Page extract:
□ □ □ □

2012–13 Quaid-e-Azam Trophy
- Dates: 28 December 2012 – 28 February 2013
- Administrator: Pakistan Cricket Board
- Cricket format: First-class
- Tournament format(s): Two round-robin group stages and final
- Host: Pakistan
- Champions: Karachi Blues (9th title)
- Participants: 14
- Matches: 62
- Most runs: Akbar-ur-Rehman (986)
- Most wickets: Atif Maqbool (55)
- Official website: www.pcb.com.pk

= 2012–13 Quaid-e-Azam Trophy =

2012-2013 Pakistani cricket competition

The 2012–13 Quaid-e-Azam Trophy was one of two first-class domestic cricket competitions that were held in Pakistan during the 2012–13 season. It was the 55th edition of the Quaid-e-Azam Trophy, and was contested by fourteen teams representing regional cricket associations. (Note: The top level of domestic cricket in Pakistan was historically played by teams representing regional cricket associations and departments, which were owned and run by corporations, institutions or government departments.) It was preceded in the schedule by the President's Trophy, which was contested by ten departmental teams.

□ □ □ □

Information given:
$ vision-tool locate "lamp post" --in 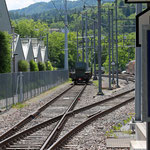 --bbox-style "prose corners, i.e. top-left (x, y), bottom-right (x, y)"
top-left (98, 0), bottom-right (103, 95)
top-left (13, 54), bottom-right (18, 72)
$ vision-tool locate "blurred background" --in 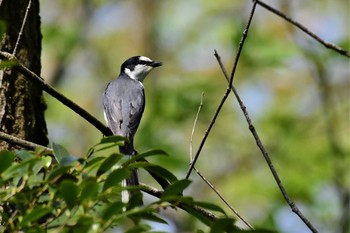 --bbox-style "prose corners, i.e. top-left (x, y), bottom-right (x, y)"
top-left (41, 0), bottom-right (350, 233)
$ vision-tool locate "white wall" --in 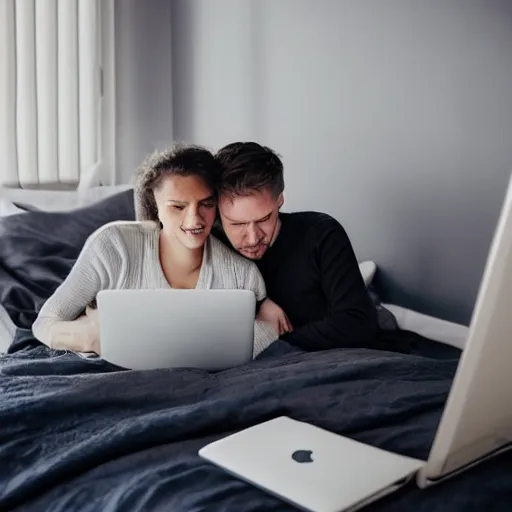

□ □ □ □

Given exercise A: List the kinds of bodies that, according to the note in the text on the 2012–13 Quaid-e-Azam Trophy, owned and ran the departmental teams.
Given exercise B: Continue the text about the 2012–13 Quaid-e-Azam Trophy from its last sentence.

Task output A: corporations, institutions, government departments

Task output B:
The Pakistan Cricket Board made substantial changes to the structure of domestic first-class cricket for the 2012–13 season. Having competed together for the previous five seasons, the regional associations and departments were separated into their own competitions. The format of the Quaid-e-Azam Trophy was also changed, with two round-robin group stages and a final between the top sides in the "Super-Eight" to determine the winner.

Karachi Blues won the Quaid-e-Azam Trophy for the ninth time, and the twentieth by a Karachi team, beating Sialkot by nine wickets in the final.

==Structure and format==
The Pakistan Cricket Board made substantial changes to the structure of domestic first-class cricket for the 2012–13 season. Having competed together for the previous five seasons, the regional associations and departments were separated into their own competitions. The regions remained in the Quaid-e-Azam Trophy and the departments were moved into a new President's Trophy competition. The format of the Quaid-e-Azam Trophy was also changed, with two round-robin group stages and a final between the top sides in the "Super-Eight" to determine the winner.

With the absence of departments from the competition, teams were permitted to recruit five departmental players to their squads, of which four could be named for any given match. Kookaburra cricket balls, commonly used in international cricket, were also introduced.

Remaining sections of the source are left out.